Stored entries
▬▬▬
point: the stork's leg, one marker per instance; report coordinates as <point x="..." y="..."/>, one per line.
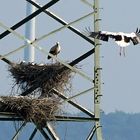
<point x="124" y="51"/>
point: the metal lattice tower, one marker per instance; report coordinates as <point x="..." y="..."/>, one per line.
<point x="48" y="132"/>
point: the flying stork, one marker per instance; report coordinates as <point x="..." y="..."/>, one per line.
<point x="55" y="50"/>
<point x="122" y="39"/>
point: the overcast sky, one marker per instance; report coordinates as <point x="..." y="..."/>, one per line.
<point x="120" y="75"/>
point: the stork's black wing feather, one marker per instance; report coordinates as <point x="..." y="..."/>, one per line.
<point x="99" y="35"/>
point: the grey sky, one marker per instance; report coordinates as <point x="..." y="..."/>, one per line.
<point x="120" y="75"/>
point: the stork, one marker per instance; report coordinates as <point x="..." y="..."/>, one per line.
<point x="55" y="50"/>
<point x="122" y="39"/>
▬▬▬
* GOAL OF THE EXERCISE *
Each entry above must be set down word for word; none of its pictures belong in the copy.

* ANSWER SECTION *
point: the stork's leg, one marker per instance; report coordinates as <point x="..." y="..."/>, one per line.
<point x="124" y="51"/>
point: the metal lattice tower, one marker per instance; report coordinates as <point x="..." y="..."/>, one per line.
<point x="48" y="132"/>
point: the flying stork, one marker per instance; report coordinates as <point x="..." y="..."/>, one per line.
<point x="55" y="50"/>
<point x="122" y="39"/>
point: the overcast sky, one marker per instance; report coordinates as <point x="..." y="..."/>, one per line.
<point x="120" y="75"/>
point: the stork's black wing feather, one marker per instance; report coordinates as <point x="..." y="..."/>, one per line.
<point x="99" y="35"/>
point: the grey sky, one marker per instance; report coordinates as <point x="..." y="..."/>, one per line.
<point x="120" y="75"/>
point: the stork, one marker per instance; report coordinates as <point x="..." y="..."/>, one per line.
<point x="55" y="50"/>
<point x="122" y="39"/>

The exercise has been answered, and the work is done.